*Stated exercise A:*
Summarize the zebra danio thread in two sentences.
*Stated exercise B:*
From the zebra danio thread, write out everything from "I recently had" down to "Or just playing?".
*Stated exercise C:*
In the zebra danio thread, how many of the poster's five danios died?

*Page excerpt:*

# Zebra Danio Questions!



## Feathers (Dec 2, 2007)

Whereas I'm not new to freshwater, I'm definitely new to Zebra Danios. I usually search the web to see what I can find to answer my questions, but decided finally to join a forum because I was struggling to find answers to some questions I had.

I feed my Mollies lightly twice a day, in the morning and evening, and wondered if it was okay to do the same for Danios? I'm wary of overfeeding, and since they're such small fish, I wondered if just once a day was all they needed? I don't want to feed them too little, but I definitely don't want to overfeed either.

I recently had two of my five die (stress from the store, I believe, since I'd only had them home a couple of days) and have only recently noticed a little bit of possible aggression from two of the remaining three. The third kind of swims off by itself when the other two get nippy. I'm not familiar enough with Danios to know if they're just being playful or if it's actually aggression, so I wondered if someone could give some insight?

The best way I can describe it is that they'll face each other and slowly inch in (it kind of made me think of knights jousting?) until they kind of moved side to side and turned to nip at each other. Usually, one or the other swims off after the initial little nip or nudge--I can't actually tell if a nip is happening-- and the second fish gives chase. 

Is that aggression? Or just playing? 

If it's aggression, is there anything I can do about it? I know ideal Danio numbers are 5 or 6, but the Danio tank at the LPS had some dead Danios in it, so I wanted to wait a couple weeks before I looked again...


----------



## mgamer20o0 (Aug 27, 2007)

[Records from a data source]
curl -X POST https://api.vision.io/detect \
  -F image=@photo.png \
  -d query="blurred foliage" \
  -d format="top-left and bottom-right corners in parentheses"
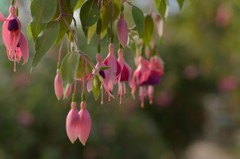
top-left (0, 0), bottom-right (240, 159)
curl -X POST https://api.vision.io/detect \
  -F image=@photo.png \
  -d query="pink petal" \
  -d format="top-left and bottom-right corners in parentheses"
top-left (0, 12), bottom-right (7, 22)
top-left (66, 103), bottom-right (80, 143)
top-left (19, 32), bottom-right (29, 64)
top-left (2, 15), bottom-right (21, 53)
top-left (78, 102), bottom-right (91, 145)
top-left (54, 70), bottom-right (63, 100)
top-left (87, 75), bottom-right (93, 92)
top-left (117, 17), bottom-right (128, 48)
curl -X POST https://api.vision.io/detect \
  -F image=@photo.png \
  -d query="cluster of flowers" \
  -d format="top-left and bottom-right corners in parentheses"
top-left (0, 0), bottom-right (164, 145)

*Task solution A:*
A poster new to Zebra Danios asks whether the fish should be fed lightly twice a day, as the poster's Mollies are, or only once a day to avoid overfeeding. After two of five danios died, the poster describes two of the remaining three facing off and nipping and asks whether this is aggression or play and what can be done if it is aggression.

*Task solution B:*
I recently had two of my five die (stress from the store, I believe, since I'd only had them home a couple of days) and have only recently noticed a little bit of possible aggression from two of the remaining three. The third kind of swims off by itself when the other two get nippy. I'm not familiar enough with Danios to know if they're just being playful or if it's actually aggression, so I wondered if someone could give some insight?

The best way I can describe it is that they'll face each other and slowly inch in (it kind of made me think of knights jousting?) until they kind of moved side to side and turned to nip at each other. Usually, one or the other swims off after the initial little nip or nudge--I can't actually tell if a nip is happening-- and the second fish gives chase. 

Is that aggression? Or just playing?

*Task solution C:*
Two of them died.